→ **Given information**
▶
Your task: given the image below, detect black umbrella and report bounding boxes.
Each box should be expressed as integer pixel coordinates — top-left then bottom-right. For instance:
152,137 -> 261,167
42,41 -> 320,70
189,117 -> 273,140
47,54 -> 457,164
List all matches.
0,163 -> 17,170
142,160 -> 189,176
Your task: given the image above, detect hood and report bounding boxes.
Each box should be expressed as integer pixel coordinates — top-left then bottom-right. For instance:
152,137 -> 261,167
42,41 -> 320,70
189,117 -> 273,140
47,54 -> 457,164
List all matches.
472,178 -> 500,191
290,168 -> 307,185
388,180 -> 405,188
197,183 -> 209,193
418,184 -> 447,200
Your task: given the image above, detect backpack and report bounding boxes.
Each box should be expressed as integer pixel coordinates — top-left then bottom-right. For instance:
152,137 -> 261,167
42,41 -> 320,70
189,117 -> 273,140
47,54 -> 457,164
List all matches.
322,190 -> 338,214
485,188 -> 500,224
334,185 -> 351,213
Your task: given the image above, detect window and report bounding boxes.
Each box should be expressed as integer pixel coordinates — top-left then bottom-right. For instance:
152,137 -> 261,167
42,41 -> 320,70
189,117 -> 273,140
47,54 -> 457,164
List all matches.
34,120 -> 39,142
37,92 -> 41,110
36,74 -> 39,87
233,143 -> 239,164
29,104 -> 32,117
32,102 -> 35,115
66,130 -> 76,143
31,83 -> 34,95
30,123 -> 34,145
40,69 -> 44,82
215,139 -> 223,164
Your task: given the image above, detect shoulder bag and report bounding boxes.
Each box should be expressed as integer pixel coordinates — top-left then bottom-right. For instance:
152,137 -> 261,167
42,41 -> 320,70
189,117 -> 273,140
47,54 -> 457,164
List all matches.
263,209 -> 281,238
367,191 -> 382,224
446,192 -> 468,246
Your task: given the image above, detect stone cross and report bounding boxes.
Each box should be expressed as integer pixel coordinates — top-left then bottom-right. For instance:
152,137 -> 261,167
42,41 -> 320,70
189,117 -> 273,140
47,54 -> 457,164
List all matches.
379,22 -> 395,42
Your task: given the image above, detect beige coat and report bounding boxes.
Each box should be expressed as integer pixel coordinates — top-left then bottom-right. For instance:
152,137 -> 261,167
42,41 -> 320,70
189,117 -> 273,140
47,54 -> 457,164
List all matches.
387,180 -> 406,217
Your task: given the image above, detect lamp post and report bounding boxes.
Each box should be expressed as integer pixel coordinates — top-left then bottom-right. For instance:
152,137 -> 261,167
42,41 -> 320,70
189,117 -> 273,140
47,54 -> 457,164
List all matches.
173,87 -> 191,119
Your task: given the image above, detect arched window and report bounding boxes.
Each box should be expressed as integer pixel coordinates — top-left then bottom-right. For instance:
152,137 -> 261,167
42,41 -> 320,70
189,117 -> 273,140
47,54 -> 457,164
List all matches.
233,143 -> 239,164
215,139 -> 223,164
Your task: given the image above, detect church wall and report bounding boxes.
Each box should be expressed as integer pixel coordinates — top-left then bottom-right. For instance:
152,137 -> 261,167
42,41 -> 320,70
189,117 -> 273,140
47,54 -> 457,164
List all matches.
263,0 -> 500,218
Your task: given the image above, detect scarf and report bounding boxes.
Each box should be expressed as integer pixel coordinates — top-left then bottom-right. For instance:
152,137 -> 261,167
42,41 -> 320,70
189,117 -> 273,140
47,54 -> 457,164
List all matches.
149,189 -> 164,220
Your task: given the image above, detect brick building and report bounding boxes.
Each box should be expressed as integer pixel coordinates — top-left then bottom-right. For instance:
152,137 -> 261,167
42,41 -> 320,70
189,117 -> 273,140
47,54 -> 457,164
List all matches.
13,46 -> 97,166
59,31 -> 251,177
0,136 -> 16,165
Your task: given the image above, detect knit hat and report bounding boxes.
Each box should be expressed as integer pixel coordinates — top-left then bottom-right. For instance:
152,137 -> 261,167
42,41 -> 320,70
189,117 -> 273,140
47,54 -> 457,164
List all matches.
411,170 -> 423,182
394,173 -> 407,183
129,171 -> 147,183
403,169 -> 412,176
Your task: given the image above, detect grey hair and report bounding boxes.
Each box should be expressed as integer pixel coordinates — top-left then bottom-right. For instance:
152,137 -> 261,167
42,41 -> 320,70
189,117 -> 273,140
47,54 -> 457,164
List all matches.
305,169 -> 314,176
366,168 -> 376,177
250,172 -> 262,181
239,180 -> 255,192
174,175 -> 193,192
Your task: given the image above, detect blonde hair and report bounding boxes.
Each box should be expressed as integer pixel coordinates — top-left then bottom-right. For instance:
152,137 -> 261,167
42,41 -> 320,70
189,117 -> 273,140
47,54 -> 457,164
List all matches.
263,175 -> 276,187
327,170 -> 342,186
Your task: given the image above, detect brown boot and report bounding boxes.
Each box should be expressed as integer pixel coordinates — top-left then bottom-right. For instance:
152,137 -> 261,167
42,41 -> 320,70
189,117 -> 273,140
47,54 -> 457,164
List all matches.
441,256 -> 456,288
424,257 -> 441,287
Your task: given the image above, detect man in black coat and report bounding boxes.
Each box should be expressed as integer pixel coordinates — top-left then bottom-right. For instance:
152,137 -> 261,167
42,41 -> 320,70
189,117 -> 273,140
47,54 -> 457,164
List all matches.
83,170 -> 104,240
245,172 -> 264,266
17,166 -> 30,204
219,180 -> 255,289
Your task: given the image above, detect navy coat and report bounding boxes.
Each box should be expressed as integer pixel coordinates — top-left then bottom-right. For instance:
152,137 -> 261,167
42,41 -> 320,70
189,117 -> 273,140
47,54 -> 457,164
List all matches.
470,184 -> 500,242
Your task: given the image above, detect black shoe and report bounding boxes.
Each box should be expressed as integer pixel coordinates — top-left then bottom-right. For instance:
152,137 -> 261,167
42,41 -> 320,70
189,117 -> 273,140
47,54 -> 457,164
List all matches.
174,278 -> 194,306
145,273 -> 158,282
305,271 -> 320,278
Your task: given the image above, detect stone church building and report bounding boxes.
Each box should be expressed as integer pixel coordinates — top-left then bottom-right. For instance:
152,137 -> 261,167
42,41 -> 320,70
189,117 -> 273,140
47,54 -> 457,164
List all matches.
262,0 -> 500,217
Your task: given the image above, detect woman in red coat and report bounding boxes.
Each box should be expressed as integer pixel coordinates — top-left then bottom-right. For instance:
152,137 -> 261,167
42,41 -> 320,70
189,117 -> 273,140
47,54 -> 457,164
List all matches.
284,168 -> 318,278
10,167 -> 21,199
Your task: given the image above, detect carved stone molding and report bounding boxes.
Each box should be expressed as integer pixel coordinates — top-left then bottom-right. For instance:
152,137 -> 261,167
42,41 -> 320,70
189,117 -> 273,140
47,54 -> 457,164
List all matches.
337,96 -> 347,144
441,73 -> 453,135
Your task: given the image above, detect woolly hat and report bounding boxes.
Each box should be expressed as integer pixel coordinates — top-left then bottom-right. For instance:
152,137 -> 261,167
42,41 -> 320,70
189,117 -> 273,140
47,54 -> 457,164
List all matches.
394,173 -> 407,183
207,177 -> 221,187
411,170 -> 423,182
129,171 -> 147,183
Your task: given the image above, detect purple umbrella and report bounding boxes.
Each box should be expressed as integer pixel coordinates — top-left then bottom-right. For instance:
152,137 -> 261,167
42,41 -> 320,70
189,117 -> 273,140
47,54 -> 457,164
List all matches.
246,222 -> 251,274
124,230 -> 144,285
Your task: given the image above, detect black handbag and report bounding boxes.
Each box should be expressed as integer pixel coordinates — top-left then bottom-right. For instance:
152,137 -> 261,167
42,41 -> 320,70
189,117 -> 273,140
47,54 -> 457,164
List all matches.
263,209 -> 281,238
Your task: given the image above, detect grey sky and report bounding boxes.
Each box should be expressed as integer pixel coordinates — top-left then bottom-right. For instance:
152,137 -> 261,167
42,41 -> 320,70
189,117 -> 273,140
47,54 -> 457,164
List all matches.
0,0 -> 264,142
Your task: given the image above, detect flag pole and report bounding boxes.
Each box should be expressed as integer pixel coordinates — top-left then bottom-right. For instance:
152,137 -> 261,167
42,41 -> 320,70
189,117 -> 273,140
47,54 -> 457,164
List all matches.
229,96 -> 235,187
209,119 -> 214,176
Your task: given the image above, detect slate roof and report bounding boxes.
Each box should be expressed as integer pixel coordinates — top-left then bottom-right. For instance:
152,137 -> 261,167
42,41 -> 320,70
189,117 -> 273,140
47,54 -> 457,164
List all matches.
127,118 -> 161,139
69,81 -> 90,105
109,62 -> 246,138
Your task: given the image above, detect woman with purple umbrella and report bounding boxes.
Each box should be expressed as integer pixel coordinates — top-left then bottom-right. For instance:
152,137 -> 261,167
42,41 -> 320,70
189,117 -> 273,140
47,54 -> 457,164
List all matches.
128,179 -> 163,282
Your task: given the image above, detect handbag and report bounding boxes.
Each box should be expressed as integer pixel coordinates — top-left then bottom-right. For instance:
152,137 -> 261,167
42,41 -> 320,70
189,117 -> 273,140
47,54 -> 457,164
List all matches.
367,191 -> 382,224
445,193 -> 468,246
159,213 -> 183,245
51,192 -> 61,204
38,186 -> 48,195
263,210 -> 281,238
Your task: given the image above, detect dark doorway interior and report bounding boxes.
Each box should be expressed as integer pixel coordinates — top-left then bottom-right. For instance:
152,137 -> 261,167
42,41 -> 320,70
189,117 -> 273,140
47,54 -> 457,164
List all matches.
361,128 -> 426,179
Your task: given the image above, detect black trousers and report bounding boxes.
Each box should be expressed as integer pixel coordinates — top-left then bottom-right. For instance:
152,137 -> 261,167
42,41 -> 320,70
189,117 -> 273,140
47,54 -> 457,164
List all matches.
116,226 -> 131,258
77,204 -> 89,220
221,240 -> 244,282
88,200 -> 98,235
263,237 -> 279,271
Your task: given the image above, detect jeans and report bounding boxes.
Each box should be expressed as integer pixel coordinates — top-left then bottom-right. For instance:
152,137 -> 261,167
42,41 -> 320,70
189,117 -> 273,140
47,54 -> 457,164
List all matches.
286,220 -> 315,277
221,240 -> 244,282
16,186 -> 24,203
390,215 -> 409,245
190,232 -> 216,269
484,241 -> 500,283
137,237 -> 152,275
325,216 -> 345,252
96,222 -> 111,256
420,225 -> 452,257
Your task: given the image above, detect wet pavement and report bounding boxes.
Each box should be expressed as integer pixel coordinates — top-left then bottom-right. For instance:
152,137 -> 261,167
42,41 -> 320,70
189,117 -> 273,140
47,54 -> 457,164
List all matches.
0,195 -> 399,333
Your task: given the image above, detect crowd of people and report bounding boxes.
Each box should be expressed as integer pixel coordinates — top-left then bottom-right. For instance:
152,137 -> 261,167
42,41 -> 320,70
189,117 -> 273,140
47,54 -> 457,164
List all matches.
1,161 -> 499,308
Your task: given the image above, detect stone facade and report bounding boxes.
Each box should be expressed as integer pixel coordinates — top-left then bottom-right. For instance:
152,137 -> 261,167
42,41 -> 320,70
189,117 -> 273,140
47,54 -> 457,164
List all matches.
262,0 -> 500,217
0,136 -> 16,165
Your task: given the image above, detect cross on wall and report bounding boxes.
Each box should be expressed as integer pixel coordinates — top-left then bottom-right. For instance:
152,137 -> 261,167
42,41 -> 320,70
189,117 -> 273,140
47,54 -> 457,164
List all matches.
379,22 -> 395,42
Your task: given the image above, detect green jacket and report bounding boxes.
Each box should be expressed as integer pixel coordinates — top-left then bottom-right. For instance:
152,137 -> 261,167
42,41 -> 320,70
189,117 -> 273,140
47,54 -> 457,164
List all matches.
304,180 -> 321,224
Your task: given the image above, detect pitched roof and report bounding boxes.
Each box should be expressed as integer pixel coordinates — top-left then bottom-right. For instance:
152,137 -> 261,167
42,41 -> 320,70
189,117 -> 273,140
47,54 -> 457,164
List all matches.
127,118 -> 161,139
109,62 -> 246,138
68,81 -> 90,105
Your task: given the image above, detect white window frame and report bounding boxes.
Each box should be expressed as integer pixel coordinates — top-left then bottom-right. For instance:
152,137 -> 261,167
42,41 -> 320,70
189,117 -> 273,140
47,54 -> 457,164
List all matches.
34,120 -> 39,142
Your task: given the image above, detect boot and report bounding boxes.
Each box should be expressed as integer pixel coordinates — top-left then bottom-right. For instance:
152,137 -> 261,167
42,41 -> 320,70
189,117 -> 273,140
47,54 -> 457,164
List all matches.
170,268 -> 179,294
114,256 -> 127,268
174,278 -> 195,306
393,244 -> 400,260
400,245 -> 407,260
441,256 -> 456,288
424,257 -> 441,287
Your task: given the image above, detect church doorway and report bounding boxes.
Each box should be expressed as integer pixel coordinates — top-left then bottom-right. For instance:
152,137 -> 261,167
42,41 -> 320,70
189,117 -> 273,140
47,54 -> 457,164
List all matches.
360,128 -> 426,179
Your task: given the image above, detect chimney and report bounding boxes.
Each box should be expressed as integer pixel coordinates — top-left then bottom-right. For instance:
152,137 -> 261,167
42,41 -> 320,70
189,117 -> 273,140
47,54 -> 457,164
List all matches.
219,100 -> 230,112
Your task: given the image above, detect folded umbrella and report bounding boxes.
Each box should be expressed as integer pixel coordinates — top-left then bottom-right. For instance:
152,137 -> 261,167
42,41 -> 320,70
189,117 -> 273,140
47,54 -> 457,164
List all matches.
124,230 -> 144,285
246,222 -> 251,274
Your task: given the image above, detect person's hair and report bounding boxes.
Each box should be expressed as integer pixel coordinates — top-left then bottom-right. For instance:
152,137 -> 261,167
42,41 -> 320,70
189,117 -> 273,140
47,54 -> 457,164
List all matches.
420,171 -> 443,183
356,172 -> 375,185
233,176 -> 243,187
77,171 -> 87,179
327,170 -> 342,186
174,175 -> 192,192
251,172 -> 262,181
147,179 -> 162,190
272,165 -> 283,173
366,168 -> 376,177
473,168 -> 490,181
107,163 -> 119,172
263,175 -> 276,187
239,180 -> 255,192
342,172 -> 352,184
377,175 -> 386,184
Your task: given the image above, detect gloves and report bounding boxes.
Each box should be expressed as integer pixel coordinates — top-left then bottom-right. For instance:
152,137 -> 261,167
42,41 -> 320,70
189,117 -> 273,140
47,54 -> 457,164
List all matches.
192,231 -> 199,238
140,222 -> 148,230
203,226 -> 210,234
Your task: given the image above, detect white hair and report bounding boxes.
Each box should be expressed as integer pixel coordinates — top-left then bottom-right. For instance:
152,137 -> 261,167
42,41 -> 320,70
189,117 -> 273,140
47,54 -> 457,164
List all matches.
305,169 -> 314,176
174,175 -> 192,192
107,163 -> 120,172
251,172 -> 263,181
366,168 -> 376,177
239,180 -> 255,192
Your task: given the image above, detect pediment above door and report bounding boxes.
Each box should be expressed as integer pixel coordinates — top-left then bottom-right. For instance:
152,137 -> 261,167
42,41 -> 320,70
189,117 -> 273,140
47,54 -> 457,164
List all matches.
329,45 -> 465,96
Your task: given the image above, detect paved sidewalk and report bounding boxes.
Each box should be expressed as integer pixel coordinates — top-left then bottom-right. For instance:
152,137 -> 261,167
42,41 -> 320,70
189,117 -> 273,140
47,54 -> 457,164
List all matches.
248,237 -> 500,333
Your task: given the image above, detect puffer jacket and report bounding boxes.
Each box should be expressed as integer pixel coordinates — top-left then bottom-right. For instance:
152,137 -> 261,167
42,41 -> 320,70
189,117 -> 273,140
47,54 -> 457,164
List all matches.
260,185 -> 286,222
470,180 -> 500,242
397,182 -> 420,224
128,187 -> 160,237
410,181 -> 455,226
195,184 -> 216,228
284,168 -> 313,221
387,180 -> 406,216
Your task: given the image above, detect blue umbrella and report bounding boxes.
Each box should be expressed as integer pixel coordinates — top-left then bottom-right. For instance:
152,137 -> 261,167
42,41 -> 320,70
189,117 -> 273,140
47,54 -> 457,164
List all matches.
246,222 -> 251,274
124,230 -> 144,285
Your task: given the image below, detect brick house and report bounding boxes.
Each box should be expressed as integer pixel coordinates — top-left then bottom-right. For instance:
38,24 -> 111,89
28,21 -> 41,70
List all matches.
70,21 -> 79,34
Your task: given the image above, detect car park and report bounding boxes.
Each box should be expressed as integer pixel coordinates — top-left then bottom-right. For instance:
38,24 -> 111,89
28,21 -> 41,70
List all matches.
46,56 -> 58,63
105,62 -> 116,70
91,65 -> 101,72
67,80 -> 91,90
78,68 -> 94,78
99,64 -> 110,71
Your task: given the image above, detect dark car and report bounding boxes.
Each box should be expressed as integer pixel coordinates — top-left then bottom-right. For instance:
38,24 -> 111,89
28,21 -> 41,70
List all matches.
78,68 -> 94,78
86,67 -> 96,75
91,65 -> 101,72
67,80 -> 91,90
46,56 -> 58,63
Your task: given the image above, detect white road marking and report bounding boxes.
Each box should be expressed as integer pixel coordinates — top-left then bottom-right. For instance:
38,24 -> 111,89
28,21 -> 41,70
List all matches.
◀
→ **Requirement**
The answer consists of the lines above that include the word "doorway", each copied exactly.

→ **Result**
Your task: given the image above, detect dark doorway interior and report bounding boxes.
Your task: given the image above, detect church doorway and report bounding boxes.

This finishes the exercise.